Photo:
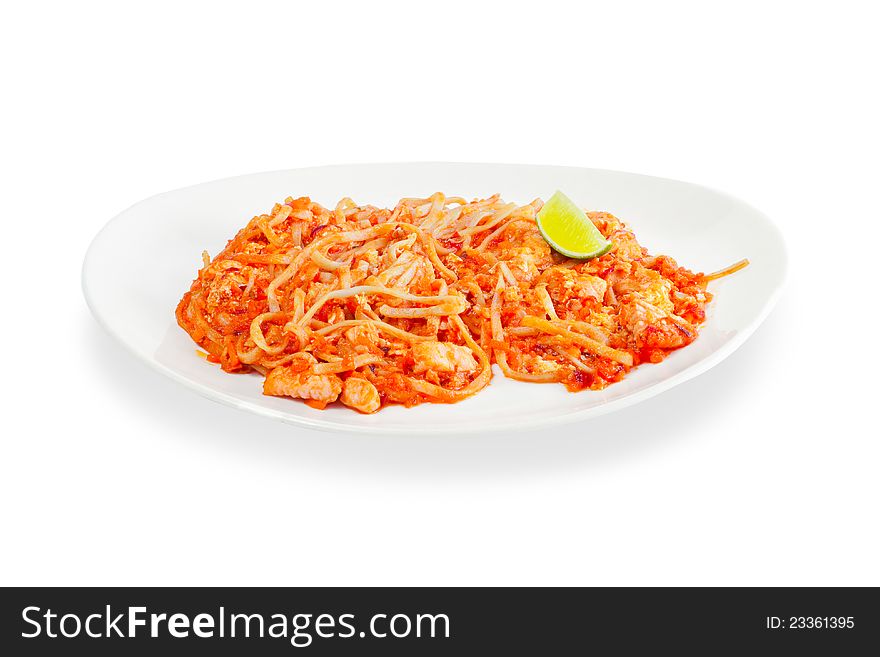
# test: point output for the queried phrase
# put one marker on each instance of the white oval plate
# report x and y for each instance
(140, 264)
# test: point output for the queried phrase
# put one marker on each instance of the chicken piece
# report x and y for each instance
(636, 315)
(564, 284)
(442, 357)
(649, 286)
(287, 382)
(360, 395)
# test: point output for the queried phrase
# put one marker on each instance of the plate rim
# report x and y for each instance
(687, 374)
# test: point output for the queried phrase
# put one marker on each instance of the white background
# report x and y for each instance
(762, 471)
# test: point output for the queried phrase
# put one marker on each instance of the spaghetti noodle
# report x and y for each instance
(373, 306)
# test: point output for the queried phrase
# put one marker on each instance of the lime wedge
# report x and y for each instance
(569, 230)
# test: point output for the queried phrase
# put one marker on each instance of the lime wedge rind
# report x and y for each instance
(568, 230)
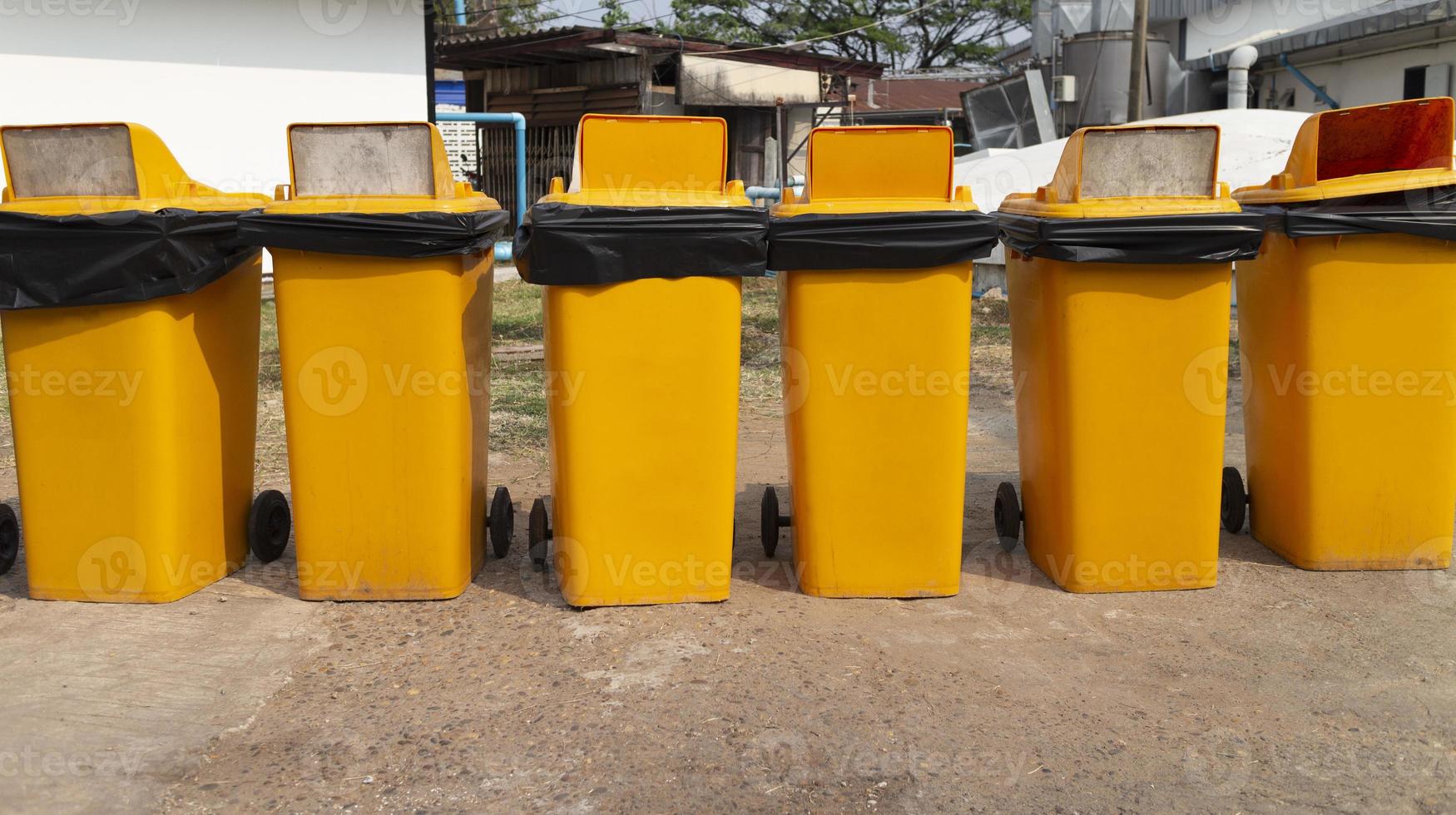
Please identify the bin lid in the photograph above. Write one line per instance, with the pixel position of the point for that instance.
(92, 168)
(1132, 170)
(650, 162)
(1364, 151)
(879, 169)
(372, 168)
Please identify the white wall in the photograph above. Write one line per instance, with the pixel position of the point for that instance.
(215, 79)
(1362, 81)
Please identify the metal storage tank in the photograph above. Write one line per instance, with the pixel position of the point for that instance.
(1102, 63)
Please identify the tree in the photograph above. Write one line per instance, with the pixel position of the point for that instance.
(613, 15)
(910, 34)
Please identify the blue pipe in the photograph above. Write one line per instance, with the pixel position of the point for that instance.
(503, 249)
(518, 121)
(1310, 83)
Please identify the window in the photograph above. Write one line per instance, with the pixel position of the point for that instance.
(1414, 82)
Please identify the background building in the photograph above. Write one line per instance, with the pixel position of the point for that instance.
(1306, 56)
(770, 96)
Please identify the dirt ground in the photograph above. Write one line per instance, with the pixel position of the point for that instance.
(1279, 690)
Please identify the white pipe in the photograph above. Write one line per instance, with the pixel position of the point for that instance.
(1240, 64)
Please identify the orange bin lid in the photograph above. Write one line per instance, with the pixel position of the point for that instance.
(1364, 151)
(1132, 170)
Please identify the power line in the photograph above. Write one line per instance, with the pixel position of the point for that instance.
(561, 17)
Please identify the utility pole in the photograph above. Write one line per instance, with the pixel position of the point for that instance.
(1135, 83)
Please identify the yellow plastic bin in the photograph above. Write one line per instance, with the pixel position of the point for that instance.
(875, 333)
(641, 265)
(131, 320)
(1349, 345)
(1118, 283)
(384, 279)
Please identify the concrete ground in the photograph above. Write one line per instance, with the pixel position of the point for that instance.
(1279, 690)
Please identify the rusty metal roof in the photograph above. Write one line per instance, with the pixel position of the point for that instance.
(478, 47)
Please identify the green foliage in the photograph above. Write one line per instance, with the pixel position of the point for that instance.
(498, 17)
(613, 15)
(904, 34)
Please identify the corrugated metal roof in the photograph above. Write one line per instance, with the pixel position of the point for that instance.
(1386, 17)
(479, 47)
(920, 93)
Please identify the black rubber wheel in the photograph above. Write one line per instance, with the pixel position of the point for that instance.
(268, 526)
(537, 531)
(503, 521)
(769, 521)
(9, 537)
(1234, 502)
(1008, 516)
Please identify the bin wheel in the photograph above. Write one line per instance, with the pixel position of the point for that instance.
(268, 526)
(501, 523)
(770, 521)
(1234, 502)
(537, 531)
(9, 537)
(1008, 516)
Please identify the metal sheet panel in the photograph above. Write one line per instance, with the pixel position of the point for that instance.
(710, 81)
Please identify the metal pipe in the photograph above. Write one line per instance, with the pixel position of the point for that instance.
(1240, 64)
(1139, 58)
(1310, 83)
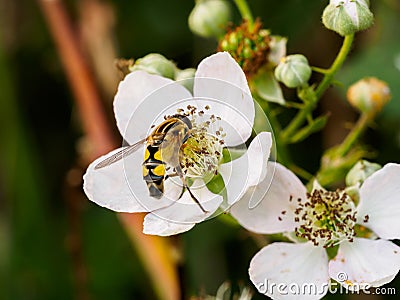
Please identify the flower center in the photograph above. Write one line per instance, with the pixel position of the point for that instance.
(326, 218)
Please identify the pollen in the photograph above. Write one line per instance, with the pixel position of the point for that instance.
(326, 218)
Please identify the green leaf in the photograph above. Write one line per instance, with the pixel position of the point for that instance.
(314, 126)
(229, 154)
(268, 88)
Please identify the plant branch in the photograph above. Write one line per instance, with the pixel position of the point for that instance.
(309, 106)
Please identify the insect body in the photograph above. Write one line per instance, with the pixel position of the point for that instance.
(163, 149)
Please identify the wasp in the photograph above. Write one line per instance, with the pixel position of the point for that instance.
(163, 150)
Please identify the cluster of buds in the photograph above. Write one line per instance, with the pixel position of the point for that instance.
(249, 45)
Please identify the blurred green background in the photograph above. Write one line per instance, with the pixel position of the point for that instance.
(54, 243)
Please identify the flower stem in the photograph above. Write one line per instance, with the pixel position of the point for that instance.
(344, 51)
(298, 120)
(244, 10)
(354, 134)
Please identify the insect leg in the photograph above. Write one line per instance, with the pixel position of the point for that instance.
(180, 173)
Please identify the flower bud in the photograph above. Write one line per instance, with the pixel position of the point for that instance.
(293, 71)
(277, 50)
(155, 63)
(209, 17)
(361, 171)
(369, 95)
(347, 16)
(186, 78)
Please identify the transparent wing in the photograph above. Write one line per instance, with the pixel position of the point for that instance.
(119, 155)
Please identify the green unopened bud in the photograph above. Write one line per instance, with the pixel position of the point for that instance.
(249, 45)
(293, 70)
(361, 171)
(369, 95)
(209, 17)
(347, 16)
(186, 78)
(155, 63)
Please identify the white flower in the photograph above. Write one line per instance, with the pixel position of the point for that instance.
(221, 111)
(323, 219)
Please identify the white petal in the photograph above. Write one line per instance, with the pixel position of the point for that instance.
(278, 192)
(221, 80)
(365, 261)
(290, 271)
(249, 169)
(120, 186)
(380, 201)
(157, 226)
(141, 100)
(186, 210)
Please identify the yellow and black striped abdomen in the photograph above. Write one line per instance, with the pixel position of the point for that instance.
(154, 171)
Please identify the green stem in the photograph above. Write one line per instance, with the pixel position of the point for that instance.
(298, 120)
(354, 134)
(244, 10)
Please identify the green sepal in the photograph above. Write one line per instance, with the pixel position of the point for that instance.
(315, 126)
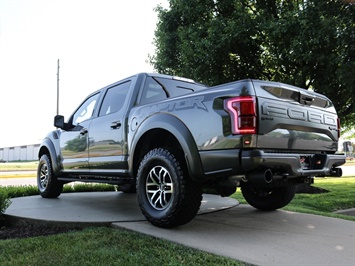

_ _ _ _

*GIVEN INSTRUCTION*: Pick out and copy every line in the items above that contains the string "lime". Treat the match as case-sensitive.

*TASK SOLUTION*:
# put one marker on each instance of the lime wedge
# put one marker on each instance of the lime wedge rind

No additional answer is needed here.